La guerre de 1870 autour de Metz - suite 6

Du 1er au 10 octobre

Récit du médecin

1er octobre le restaurateur Pagel refuse de nous héberger plus longtemps à crédit, notre dîner de ce soir sera le dernier. Quoique cette maison soit une horrible gargote et qu’elle me laisse peu de regrets, le fait n’en conserve pas moins une triste signification.

L’étendard me mène voir un enfant atteint aussi de fièvre typhoïde.

Les prussiens amènent un corps considérable devant Queuleu, 50 à 60.000 hommes.

2 octobre on dit que les prussiens effectuent leur retraite sur Epernay après avoir été battus devant Paris.

Ils élargissent leur cercle autour de Metz et brûlent plusieurs villages autour de la ville.

Aujourd’hui ils ont bombardé et brûlé Sainte Ruffine, Rozérieulles, Ladonchamps, qui leur avait été repris ce matin.


Un accident arrivé à l’étendard.

Le canon a donné toute la journée de tous côtés, Saint Quentin, Plappeville, Saint Julien, Montigny.

A ce dernier endroit, Chevalet qui se trouvait à peu de distance des batteries françaises répondant à celle des prussiens qui incendiaient Sainte Ruffine, a vu un obus français éclater par accident à une certaine distance au dessus de lui. Un soldat a été blessé au pied assez près de lui.


3 octobre on tente décidément un mouvement sur Thionville. Le 4eme corps Ladmirault a été désigné pour commencer.

La moitié de ce corps mise en marche la nuit dernière, est aujourd’hui à Maizières, endroit situé presque à moitié chemin de Thionville.


Il parait que tous les mouvements exécutés ces jours-ci sur les environs de Metz, avaient pour but d’occuper les prussiens et de masquer ce qui se fait aujourd’hui.

Les soldats ont reçus 3 jours de vivres.

Ce soir pour la nuit, on rencontre dans Metz de nombreuses voitures chargées de vivres. L’heure de ce mouvement des voitures n’est pas celle que l’on prend pour les distributions journalières.

Je vais dîner à Montigny au sacré cœur avec l’abbé Delafosse, où j’y trouve l’abbé Lamarche qui vient d’être décoré.

Hier soir les prussiens ont brûlé la Maxe.

4 octobre madame Cahen nous vient en aide. Le banquier Goudchaux lui avance 20.000 fr sur simple engagement verbal. Elle donne ainsi un bel exemple à ceux qui dans les fonctions de chef, ne voient que l’honneur et la gloriole, sans comprendre ou accepter les charges de la situation.

Nos troupes réoccupent Lessy et Ladonchamps.

La marche sur Thionville ne se confirme pas.

5 octobre les bruits de défaite des prussiens devant Paris restent toujours sans contradiction mais sans confirmation. Nous retombons dans l’ignorance absolue.

Les affaires d’avant-poste sont toujours vives.

6 octobre les prussiens envoient des obus sur Ladonchamps depuis deux batteries établies près de Semécourt. Notre feu les fait taire bientôt.

Défi 1
Recopiez sans rien changer la partie de la liste qui commence à la ligne contenant « Phrase: white teeth » et se poursuit jusqu'à la fin de la liste, ces deux bornes comprises.
Le récit sur la guerre de 1870 autour de Metz et la liste qui suit n'ont aucun rapport entre eux.

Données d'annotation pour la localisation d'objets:
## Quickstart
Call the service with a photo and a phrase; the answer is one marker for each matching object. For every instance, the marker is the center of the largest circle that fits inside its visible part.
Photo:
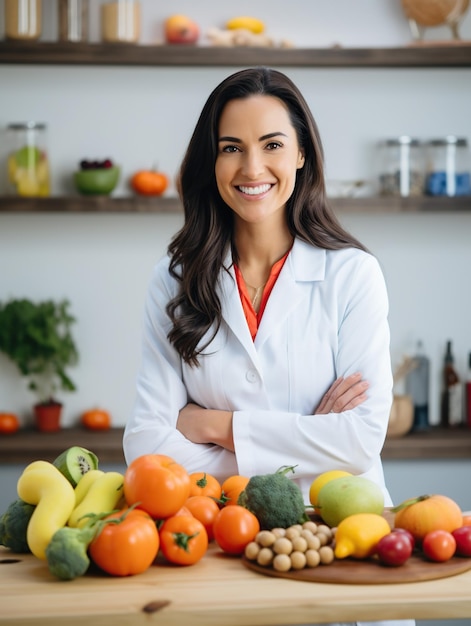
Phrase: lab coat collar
(304, 264)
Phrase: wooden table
(217, 591)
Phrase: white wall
(143, 115)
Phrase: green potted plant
(37, 338)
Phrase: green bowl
(99, 181)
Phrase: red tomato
(439, 545)
(158, 485)
(183, 540)
(205, 509)
(463, 540)
(128, 547)
(203, 484)
(232, 487)
(96, 419)
(394, 549)
(9, 423)
(234, 528)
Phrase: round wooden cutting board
(370, 572)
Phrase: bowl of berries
(97, 177)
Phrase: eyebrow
(262, 138)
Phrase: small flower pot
(48, 417)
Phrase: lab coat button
(251, 376)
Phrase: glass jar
(448, 167)
(22, 19)
(27, 160)
(121, 21)
(73, 20)
(402, 167)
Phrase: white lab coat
(326, 317)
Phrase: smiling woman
(266, 339)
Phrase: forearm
(201, 425)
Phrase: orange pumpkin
(427, 513)
(149, 182)
(96, 419)
(9, 423)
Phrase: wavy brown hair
(197, 251)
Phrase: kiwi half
(75, 462)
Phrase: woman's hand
(343, 394)
(206, 426)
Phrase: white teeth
(254, 191)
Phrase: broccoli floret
(66, 553)
(274, 499)
(14, 524)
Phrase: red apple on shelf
(181, 29)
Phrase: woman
(266, 341)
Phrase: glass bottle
(452, 396)
(468, 393)
(402, 167)
(27, 160)
(417, 386)
(121, 21)
(73, 20)
(448, 167)
(22, 19)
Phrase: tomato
(9, 423)
(235, 527)
(463, 540)
(203, 484)
(439, 545)
(232, 487)
(128, 547)
(149, 182)
(183, 540)
(394, 549)
(205, 509)
(96, 419)
(158, 485)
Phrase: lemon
(358, 535)
(322, 480)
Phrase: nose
(252, 164)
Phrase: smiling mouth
(254, 191)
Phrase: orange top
(253, 318)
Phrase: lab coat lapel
(304, 265)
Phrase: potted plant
(37, 338)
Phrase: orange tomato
(96, 419)
(9, 423)
(183, 540)
(232, 487)
(149, 182)
(157, 483)
(428, 513)
(205, 509)
(128, 547)
(202, 484)
(234, 528)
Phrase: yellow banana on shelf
(253, 24)
(105, 495)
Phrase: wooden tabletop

Défi 2
Reprenez le récit sur la guerre de 1870 autour de Metz à la suite de sa dernière phrase.

Réponse rédigée 1
Phrase: white teeth
(254, 191)
Phrase: broccoli floret
(66, 553)
(274, 499)
(14, 524)
Phrase: red apple on shelf
(181, 29)
Phrase: woman
(266, 341)
Phrase: glass bottle
(452, 396)
(468, 393)
(402, 167)
(27, 160)
(417, 386)
(121, 21)
(73, 20)
(448, 167)
(22, 19)
Phrase: tomato
(9, 423)
(235, 527)
(463, 540)
(203, 484)
(439, 545)
(232, 487)
(128, 547)
(149, 182)
(183, 540)
(394, 549)
(205, 509)
(96, 419)
(158, 485)
Phrase: lemon
(358, 535)
(322, 480)
Phrase: nose
(252, 164)
Phrase: smiling mouth
(254, 191)
Phrase: orange top
(253, 318)
Phrase: lab coat lapel
(304, 265)
Phrase: potted plant
(37, 338)
Phrase: orange tomato
(96, 419)
(9, 423)
(183, 540)
(232, 487)
(149, 182)
(157, 483)
(428, 513)
(205, 509)
(128, 547)
(202, 484)
(234, 528)
Phrase: yellow banana on shelf
(253, 24)
(105, 495)
Phrase: wooden tabletop

Réponse rédigée 2
Ils dirigent une attaque plus sérieuse sur Lessy. Des 3 batteries construites sur les hauteurs de Châtel, ils envoient sur Lessy une pluie d’obus.

Les forts de Saint Quentin et de Plappeville leur répondent avec succès.

Ils tentent d’emporter la position, mais notre feu d’infanterie leur fait un tort considérable. Après 3 attaques inutiles, ils rentrent dans leur retranchement.


Nous ne perdons que 3 hommes et 11 blessés. Les blessures siègent toutes à la tête et sont reçues lorsque les soldats dépassaient leur tête.

Depuis les retranchements de l’Esplanade, on voit parfaitement les feux des deux côtés. Le tir de Saint Quentin effectué à une distance considérable est d’une justesse étonnante.

7 octobre Lefort nous réunit en conseil sur la question de savoir si l’on fera une retenue sur les appointements de B. et P. qui ont des dettes criardes. L’affirmation est adoptée.

Dans la prévision de mouvements de l’armée, on prend des dispositions pour que nous soyons prêts à partir le cas échéant.

Il est certain qu’en ce moment nos soldats n’ont pas du côté de Thionville, dépassé Ladonchamps. Cette fois encore ils se sont trop pressés.

Toujours absence complète de nouvelles de Paris. J’ai remis hier à Lagrave une lettre à destination de Paris. Une personne sûre doit la faire parvenir avec d’autres.

Je monte à cheval à 2 heures avec Good et Boylon nous allons du côté de la Seille puis à Queuleu.

De là, nous voyons et entendons Saint Julien tirer vigoureusement. Nous nous dirigeons de ce côté mais au lieu de rentrer dans Metz pour reprendre la grande route de Saint Julien, nous prenons le plus court par de petits chemins à travers champs et à travers camps. En arrivant sur la route de Sarrebruck à 300 m avant la ferme de Bellecroix, nous sommes surpris de voir des troupes formées en tirailleurs et en costume d’attaque, faisant face à Noisseville et se trouvant dans les mêmes positions qu’à l’affaire du 31 août, mais en nombre beaucoup moins considérable.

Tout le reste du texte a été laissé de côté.